#### Task to carry out:
Set down exactly the lines running from the line with "In the photo above, where can the purple flower be" to the end of the listing below, both ends included.

=== Material to process ===

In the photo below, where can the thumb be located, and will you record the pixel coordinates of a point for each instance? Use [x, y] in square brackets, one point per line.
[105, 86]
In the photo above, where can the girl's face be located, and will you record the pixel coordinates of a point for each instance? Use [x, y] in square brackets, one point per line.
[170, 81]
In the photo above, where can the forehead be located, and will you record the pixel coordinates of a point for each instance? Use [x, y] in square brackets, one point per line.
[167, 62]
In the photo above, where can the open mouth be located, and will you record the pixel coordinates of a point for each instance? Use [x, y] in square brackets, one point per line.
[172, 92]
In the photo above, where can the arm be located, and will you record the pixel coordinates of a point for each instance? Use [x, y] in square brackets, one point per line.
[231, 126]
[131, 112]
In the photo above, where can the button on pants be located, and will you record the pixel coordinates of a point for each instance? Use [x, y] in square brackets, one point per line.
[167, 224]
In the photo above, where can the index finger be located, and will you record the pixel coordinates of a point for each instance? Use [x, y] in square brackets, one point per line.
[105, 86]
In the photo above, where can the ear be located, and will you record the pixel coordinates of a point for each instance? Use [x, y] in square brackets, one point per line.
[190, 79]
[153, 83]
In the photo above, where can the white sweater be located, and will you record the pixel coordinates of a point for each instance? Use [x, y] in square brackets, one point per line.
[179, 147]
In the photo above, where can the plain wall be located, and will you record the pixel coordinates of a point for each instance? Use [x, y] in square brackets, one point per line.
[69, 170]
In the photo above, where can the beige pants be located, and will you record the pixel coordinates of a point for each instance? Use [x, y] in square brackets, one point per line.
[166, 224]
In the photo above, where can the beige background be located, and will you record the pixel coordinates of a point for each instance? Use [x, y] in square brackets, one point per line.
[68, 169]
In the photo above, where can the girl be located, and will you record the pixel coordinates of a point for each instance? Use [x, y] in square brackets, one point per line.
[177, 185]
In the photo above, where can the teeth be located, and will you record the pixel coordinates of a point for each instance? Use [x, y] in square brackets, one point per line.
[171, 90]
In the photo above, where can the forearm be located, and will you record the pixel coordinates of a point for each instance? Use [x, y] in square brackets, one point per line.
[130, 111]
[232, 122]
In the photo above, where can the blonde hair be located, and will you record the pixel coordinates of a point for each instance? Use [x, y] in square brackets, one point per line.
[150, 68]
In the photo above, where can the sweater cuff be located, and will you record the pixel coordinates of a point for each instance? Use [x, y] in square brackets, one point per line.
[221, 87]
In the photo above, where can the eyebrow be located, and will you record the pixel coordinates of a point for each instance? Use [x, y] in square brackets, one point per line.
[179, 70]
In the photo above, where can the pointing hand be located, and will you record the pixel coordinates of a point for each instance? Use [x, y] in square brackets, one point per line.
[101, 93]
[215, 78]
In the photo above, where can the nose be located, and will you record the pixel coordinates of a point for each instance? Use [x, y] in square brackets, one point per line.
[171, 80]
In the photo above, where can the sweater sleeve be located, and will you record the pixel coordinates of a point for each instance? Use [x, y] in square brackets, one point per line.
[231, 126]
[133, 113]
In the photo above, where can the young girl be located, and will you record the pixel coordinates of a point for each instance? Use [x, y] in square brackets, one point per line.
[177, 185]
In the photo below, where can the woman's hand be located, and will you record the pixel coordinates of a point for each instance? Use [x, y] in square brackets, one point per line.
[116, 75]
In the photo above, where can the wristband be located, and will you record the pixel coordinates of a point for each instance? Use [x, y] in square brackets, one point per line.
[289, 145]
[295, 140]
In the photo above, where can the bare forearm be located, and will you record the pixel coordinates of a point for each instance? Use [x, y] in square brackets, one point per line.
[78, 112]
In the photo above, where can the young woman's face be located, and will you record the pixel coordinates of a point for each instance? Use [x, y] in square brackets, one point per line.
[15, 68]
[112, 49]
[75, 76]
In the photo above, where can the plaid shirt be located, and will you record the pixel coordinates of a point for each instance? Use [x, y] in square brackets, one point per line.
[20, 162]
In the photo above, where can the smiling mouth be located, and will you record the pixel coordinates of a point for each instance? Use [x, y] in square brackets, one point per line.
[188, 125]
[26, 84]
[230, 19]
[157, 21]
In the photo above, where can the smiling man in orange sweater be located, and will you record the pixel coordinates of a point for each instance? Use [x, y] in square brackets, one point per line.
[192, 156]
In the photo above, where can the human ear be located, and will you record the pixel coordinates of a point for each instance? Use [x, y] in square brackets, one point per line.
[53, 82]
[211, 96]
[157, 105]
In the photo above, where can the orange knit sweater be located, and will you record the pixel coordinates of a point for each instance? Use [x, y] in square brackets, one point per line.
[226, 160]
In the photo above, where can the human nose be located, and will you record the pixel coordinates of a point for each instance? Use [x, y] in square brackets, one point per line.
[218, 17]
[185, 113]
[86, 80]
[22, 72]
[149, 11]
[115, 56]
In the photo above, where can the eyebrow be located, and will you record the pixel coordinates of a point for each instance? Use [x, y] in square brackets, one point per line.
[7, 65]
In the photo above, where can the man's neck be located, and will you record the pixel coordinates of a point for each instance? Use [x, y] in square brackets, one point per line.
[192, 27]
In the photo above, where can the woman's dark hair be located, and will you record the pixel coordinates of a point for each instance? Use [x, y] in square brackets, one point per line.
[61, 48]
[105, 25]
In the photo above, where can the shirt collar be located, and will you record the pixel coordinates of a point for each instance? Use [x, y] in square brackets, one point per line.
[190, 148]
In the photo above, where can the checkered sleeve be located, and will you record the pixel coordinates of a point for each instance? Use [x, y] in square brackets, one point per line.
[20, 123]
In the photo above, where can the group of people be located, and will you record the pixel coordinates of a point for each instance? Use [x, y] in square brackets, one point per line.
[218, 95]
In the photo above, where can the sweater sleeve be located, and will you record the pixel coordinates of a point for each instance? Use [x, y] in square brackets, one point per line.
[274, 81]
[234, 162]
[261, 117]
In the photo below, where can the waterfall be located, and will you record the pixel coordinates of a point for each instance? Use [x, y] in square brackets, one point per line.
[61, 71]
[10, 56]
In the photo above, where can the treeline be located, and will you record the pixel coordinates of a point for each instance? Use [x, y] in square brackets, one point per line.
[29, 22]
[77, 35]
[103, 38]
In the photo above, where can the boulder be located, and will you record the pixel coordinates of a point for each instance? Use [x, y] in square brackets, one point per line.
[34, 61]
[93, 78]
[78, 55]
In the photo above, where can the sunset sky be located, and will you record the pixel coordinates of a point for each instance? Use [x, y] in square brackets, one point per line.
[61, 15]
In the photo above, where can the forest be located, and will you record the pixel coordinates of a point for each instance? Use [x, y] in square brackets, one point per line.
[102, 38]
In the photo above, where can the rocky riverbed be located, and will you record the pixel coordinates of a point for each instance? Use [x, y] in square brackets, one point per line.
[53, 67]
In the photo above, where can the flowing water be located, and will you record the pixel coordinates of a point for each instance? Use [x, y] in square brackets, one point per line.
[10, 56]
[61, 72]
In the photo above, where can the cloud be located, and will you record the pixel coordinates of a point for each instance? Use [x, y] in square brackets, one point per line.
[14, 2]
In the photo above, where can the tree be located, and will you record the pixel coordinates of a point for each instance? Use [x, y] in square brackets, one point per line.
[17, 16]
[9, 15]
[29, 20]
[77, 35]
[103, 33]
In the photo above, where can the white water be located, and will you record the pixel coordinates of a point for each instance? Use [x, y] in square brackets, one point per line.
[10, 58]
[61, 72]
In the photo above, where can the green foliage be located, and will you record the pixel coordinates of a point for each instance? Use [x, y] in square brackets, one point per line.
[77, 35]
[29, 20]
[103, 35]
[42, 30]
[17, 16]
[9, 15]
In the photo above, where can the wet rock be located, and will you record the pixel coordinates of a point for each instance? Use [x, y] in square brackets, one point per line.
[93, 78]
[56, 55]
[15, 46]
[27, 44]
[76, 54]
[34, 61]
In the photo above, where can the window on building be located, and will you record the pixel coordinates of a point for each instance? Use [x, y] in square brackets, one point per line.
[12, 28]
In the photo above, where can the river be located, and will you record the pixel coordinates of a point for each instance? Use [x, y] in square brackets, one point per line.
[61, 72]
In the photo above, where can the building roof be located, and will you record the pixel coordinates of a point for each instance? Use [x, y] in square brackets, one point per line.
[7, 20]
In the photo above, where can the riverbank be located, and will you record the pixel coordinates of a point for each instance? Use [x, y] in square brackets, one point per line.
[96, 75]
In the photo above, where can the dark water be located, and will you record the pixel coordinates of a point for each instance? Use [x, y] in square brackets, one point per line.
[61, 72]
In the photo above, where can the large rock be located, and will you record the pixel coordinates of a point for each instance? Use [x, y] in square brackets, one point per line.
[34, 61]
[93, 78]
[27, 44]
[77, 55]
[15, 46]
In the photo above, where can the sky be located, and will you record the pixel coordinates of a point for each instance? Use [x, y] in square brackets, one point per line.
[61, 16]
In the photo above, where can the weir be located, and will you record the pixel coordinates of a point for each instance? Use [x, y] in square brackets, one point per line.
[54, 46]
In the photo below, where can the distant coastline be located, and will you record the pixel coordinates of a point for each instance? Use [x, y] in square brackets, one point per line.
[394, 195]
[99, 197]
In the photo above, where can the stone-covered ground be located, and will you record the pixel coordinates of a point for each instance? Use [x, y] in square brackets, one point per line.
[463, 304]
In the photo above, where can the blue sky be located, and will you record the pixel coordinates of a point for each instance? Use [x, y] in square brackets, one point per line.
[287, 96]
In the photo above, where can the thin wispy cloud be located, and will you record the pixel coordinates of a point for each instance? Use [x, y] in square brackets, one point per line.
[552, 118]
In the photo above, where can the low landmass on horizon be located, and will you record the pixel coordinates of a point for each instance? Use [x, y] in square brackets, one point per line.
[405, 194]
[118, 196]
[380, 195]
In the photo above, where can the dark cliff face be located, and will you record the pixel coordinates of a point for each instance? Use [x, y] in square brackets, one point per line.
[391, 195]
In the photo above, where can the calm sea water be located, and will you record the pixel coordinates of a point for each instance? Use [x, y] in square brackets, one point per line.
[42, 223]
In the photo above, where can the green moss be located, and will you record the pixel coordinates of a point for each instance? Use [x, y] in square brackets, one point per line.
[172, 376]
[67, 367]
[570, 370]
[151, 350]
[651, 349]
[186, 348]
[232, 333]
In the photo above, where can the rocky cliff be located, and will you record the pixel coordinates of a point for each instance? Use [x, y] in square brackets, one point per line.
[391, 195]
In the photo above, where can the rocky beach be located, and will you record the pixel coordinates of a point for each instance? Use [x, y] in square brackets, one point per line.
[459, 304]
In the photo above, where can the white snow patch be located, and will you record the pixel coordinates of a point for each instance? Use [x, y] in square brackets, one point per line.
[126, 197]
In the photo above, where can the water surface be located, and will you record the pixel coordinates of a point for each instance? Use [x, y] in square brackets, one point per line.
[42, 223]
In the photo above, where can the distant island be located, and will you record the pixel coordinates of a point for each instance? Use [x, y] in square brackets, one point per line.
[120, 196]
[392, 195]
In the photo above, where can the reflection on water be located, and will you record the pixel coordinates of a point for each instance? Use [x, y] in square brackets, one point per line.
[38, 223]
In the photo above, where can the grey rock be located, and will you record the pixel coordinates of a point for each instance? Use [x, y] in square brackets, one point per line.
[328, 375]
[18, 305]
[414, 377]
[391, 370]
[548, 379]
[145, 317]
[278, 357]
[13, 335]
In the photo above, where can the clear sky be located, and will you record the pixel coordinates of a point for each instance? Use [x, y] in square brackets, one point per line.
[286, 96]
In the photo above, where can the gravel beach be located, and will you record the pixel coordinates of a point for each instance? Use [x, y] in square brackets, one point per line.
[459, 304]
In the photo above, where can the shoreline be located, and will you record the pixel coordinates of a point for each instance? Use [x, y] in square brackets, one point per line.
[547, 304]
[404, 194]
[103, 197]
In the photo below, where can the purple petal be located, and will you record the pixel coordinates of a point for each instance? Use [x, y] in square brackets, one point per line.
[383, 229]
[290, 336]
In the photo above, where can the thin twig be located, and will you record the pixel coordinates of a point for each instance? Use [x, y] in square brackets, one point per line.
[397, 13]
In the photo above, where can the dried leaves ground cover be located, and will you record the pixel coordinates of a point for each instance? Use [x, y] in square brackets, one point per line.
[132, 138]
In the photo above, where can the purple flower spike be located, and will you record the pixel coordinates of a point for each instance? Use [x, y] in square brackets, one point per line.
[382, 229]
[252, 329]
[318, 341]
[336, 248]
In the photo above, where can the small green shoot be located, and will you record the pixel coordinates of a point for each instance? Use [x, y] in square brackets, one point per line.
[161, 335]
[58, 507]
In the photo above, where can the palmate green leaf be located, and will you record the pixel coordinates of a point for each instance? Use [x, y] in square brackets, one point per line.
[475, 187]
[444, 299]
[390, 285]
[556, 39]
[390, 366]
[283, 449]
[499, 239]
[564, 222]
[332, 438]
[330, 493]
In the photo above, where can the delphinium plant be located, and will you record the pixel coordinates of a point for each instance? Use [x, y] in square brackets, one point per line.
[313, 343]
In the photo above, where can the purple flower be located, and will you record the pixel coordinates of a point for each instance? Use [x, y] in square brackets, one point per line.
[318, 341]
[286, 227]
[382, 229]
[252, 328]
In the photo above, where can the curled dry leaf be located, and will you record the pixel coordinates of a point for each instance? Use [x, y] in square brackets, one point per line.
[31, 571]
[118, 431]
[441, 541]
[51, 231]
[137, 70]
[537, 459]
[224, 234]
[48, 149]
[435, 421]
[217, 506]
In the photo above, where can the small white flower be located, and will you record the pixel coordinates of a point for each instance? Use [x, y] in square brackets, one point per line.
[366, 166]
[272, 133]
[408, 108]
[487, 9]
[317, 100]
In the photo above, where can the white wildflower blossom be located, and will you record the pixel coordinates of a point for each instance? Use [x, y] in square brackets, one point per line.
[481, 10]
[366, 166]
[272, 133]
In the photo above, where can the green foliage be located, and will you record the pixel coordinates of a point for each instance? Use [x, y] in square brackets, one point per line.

===

#### Full solution:
In the photo above, where can the purple flower be located, and will you record the pixel coordinates of a point for each instance? Use [x, y] in square brackets, one point per line.
[318, 341]
[286, 227]
[382, 229]
[252, 328]
In the photo above, where can the curled dry leaf be located, and will you record the pixel coordinates of a point for each instance? Use [x, y] in square brackets, one point per line.
[31, 571]
[118, 431]
[441, 541]
[51, 231]
[137, 70]
[537, 459]
[224, 234]
[48, 149]
[435, 421]
[217, 506]
In the photo above, where can the small white flower be located, and will you record the pixel coordinates of a point for each instance? Use [x, y] in square brackets, one point per line.
[366, 166]
[272, 133]
[408, 108]
[487, 9]
[317, 100]
In the photo above, where can the white wildflower blossom be located, and will you record the pixel coordinates of a point for each instance? Use [x, y] in square brackets, one point per line.
[481, 10]
[366, 166]
[272, 133]
In the photo above, where can the green foliage be located, and will you record the pixel coordinates of a point for each instance? Use [x, y] in square brackets, one point per line.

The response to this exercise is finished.